# [What is being asked]
Having found the line that contains "</instance>", please retype only it and every line after it up to the end of the entries, exactly as written.

# [Dataset entries]
________________________
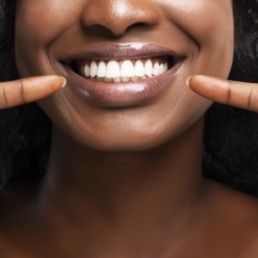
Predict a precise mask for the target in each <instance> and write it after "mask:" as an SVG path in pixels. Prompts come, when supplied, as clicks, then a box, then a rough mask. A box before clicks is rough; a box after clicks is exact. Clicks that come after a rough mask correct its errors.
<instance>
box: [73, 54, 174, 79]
mask: <svg viewBox="0 0 258 258" xmlns="http://www.w3.org/2000/svg"><path fill="white" fill-rule="evenodd" d="M170 64H171V62H170V60H169V58H168V57H159V58H158V57H156V58H145V59H138V60H130V59H127V60H120V61H117V60H110V61H104V60H102V61H98V60H96V61H85V62H80V63H79V64H78V65H77V67H78V71H79V74H80V75H82V76H84V77H85V78H87V79H90V80H94V81H99V82H116V83H120V82H135V81H137V80H142V79H146V78H149V77H154V76H159V75H161V74H163V73H165V72H166V71H168V69H169V67H171V65H170Z"/></svg>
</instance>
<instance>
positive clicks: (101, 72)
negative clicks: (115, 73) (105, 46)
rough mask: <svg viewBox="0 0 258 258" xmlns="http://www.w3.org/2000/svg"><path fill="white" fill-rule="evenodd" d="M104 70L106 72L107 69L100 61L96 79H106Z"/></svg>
mask: <svg viewBox="0 0 258 258" xmlns="http://www.w3.org/2000/svg"><path fill="white" fill-rule="evenodd" d="M106 70H107V67H106V64H105V62H103V61H101V62H100V63H99V66H98V72H97V77H99V78H104V77H106Z"/></svg>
________________________
# [Answer area]
</instance>
<instance>
positive clicks: (101, 72)
negative clicks: (115, 73) (105, 46)
rough mask: <svg viewBox="0 0 258 258" xmlns="http://www.w3.org/2000/svg"><path fill="white" fill-rule="evenodd" d="M104 70L106 72L107 69L100 61L96 79H106Z"/></svg>
mask: <svg viewBox="0 0 258 258" xmlns="http://www.w3.org/2000/svg"><path fill="white" fill-rule="evenodd" d="M106 70H107V67H106V64H105V62H103V61H101V62H100V63H99V66H98V72H97V77H99V78H104V77H106Z"/></svg>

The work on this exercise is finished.